Work required » Could you please reproduce all the records below exactly, leaving out the images?

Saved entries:
************

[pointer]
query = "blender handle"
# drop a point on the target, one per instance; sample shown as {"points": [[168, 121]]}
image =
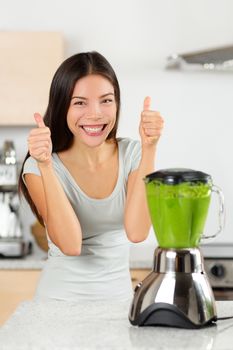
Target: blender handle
{"points": [[221, 213]]}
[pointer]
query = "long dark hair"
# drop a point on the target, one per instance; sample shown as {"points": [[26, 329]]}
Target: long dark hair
{"points": [[62, 86]]}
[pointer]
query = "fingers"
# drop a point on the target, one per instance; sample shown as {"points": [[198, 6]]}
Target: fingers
{"points": [[146, 103], [39, 120]]}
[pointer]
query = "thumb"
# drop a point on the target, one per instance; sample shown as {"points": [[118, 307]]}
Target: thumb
{"points": [[146, 103], [39, 120]]}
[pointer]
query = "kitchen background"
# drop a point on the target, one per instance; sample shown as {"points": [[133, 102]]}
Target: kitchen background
{"points": [[137, 37]]}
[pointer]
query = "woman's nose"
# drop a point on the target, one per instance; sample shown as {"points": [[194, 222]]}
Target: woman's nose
{"points": [[93, 111]]}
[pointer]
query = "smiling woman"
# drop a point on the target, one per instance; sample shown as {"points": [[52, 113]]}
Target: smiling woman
{"points": [[85, 185]]}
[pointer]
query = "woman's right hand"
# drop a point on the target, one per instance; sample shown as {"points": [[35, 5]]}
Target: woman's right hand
{"points": [[39, 141]]}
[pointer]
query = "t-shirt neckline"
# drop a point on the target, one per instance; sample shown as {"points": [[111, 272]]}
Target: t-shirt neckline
{"points": [[76, 186]]}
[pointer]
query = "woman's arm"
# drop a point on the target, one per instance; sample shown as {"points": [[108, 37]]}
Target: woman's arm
{"points": [[62, 224], [137, 219]]}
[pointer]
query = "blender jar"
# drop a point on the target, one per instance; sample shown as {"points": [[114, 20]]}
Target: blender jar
{"points": [[178, 201]]}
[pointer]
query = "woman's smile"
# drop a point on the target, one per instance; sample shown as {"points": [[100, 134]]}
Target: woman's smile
{"points": [[94, 130]]}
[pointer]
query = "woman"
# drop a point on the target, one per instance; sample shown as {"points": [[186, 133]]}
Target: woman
{"points": [[85, 185]]}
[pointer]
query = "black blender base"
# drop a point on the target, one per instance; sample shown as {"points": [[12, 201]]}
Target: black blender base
{"points": [[163, 314]]}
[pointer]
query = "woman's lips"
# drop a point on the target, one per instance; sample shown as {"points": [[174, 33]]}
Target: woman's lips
{"points": [[93, 130]]}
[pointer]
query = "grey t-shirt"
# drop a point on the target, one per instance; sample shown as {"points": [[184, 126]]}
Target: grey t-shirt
{"points": [[102, 269]]}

************

Solution below »
[pointer]
query = "blender handle"
# drop a point on the target, one per instance; sample shown as {"points": [[168, 121]]}
image =
Target: blender handle
{"points": [[221, 213]]}
[pointer]
query = "long dark hair"
# drop a point on the target, one per instance; sample shown as {"points": [[26, 329]]}
Target: long dark hair
{"points": [[62, 86]]}
[pointer]
query = "fingers"
# drop a point on the target, one per instance; sample shown as {"points": [[198, 6]]}
Target: fingers
{"points": [[146, 103], [39, 120]]}
[pointer]
query = "thumb"
# drop a point on the target, one per instance; sample shown as {"points": [[118, 307]]}
Target: thumb
{"points": [[146, 103], [39, 120]]}
[pointer]
query = "kitchen background"
# drop a point on the target, one per instance; sample shown as {"points": [[133, 102]]}
Target: kitchen background
{"points": [[137, 37]]}
[pointer]
query = "woman's nose"
# drop a point on the target, one per instance; sample shown as {"points": [[194, 222]]}
Target: woman's nose
{"points": [[93, 111]]}
[pointer]
query = "smiling woman"
# drop a point on the target, one per instance; sample shown as {"points": [[52, 113]]}
Target: smiling woman
{"points": [[85, 185]]}
[pointer]
query = "woman's right hand"
# drop a point on the target, one per instance; sample shown as {"points": [[35, 5]]}
Target: woman's right hand
{"points": [[39, 141]]}
[pointer]
query = "t-shirt neckline"
# drop a point on the target, one per instance; sample shown as {"points": [[111, 272]]}
Target: t-shirt neckline
{"points": [[76, 186]]}
[pointer]
query = "woman's arm"
# drop a point on the target, one per instance; sample shown as {"points": [[108, 37]]}
Target: woman's arm
{"points": [[62, 224], [137, 219]]}
[pointer]
query = "blender jar"
# drop a point on the target, one per instance; sample shown as {"points": [[114, 20]]}
Target: blender jar
{"points": [[178, 201]]}
[pointer]
query = "woman's smile"
# drop a point on the target, one per instance; sample shown as {"points": [[100, 134]]}
Target: woman's smile
{"points": [[94, 130]]}
[pointer]
query = "woman"
# drop a point on the target, one per instance; sample shown as {"points": [[186, 133]]}
Target: woman
{"points": [[85, 185]]}
[pointer]
query = "black blender base"
# drop a point on the target, one per instance; sample shown as {"points": [[12, 201]]}
Target: black blender base
{"points": [[163, 314]]}
[pointer]
query = "woman's lips"
# drop a point on the target, one per instance; sample shown as {"points": [[174, 33]]}
Target: woman's lips
{"points": [[93, 130]]}
[pointer]
query = "grey t-shirt"
# drop a point on the target, one per instance; sample shown as {"points": [[184, 126]]}
Target: grey t-shirt
{"points": [[102, 269]]}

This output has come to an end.